Return the material verbatim, from the line containing "Ground corrugated metal" through the last line of the material, both ends included.

— start Materials provided —

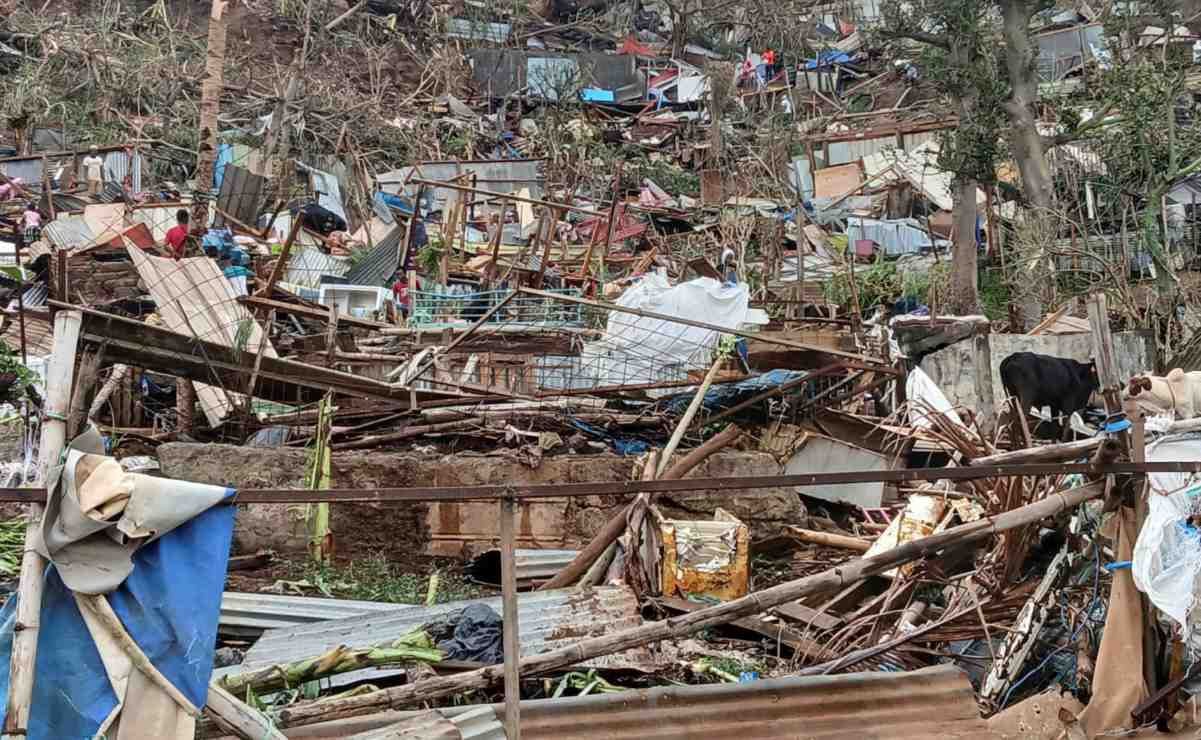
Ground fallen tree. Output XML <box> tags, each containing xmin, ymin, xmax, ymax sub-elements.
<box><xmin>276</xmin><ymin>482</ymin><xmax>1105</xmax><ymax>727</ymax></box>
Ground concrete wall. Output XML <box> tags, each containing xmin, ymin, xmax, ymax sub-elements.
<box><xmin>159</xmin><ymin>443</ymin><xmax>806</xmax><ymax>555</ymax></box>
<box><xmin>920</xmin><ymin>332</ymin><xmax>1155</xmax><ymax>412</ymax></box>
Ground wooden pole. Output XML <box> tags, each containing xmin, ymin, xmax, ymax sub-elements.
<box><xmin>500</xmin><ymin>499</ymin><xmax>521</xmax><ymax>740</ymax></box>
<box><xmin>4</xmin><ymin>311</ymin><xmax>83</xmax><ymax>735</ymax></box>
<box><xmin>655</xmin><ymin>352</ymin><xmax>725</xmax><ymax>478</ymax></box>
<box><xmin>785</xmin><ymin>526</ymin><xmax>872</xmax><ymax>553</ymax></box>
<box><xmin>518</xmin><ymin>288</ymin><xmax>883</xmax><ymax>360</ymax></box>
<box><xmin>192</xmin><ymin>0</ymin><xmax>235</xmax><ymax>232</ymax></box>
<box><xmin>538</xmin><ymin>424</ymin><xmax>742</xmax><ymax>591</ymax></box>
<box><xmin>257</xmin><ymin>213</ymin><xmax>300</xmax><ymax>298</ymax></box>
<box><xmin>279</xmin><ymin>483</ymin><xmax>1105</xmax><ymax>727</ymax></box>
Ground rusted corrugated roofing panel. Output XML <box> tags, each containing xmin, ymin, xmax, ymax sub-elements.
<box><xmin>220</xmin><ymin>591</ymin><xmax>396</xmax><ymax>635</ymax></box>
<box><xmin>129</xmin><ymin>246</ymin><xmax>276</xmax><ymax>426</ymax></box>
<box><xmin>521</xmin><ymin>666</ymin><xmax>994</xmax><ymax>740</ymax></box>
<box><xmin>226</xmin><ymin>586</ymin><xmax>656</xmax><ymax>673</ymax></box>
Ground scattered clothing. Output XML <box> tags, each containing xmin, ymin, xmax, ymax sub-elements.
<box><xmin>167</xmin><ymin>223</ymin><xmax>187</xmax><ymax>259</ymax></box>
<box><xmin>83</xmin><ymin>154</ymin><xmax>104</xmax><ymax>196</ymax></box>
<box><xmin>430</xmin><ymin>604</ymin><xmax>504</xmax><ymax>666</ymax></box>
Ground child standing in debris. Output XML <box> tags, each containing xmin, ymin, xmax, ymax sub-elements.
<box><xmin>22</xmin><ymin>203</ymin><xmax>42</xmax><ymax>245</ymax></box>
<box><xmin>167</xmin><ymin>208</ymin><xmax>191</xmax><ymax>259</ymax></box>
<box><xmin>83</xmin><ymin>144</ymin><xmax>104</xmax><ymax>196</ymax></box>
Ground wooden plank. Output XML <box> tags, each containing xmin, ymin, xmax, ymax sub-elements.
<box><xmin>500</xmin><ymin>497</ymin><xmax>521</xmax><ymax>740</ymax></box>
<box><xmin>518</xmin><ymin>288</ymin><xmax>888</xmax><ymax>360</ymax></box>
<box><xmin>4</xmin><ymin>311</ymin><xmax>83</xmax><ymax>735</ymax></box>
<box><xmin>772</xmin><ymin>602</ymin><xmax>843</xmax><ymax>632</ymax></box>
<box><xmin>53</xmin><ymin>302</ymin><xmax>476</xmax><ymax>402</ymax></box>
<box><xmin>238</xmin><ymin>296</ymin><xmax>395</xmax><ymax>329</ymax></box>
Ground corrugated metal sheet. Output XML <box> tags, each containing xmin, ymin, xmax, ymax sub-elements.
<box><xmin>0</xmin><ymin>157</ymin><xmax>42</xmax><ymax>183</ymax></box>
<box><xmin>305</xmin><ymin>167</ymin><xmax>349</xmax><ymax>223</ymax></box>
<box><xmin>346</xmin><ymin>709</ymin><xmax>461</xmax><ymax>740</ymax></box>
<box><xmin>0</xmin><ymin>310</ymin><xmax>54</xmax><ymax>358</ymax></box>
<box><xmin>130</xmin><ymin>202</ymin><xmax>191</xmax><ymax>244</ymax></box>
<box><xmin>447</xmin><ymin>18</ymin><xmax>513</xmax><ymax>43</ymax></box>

— end Materials provided —

Solution to this problem:
Ground corrugated metal sheet. Output XML <box> tags, each containing xmin, ymin, xmax, ymax sub-elements.
<box><xmin>0</xmin><ymin>157</ymin><xmax>42</xmax><ymax>183</ymax></box>
<box><xmin>305</xmin><ymin>167</ymin><xmax>349</xmax><ymax>223</ymax></box>
<box><xmin>346</xmin><ymin>709</ymin><xmax>461</xmax><ymax>740</ymax></box>
<box><xmin>0</xmin><ymin>310</ymin><xmax>54</xmax><ymax>358</ymax></box>
<box><xmin>130</xmin><ymin>202</ymin><xmax>191</xmax><ymax>244</ymax></box>
<box><xmin>447</xmin><ymin>18</ymin><xmax>513</xmax><ymax>43</ymax></box>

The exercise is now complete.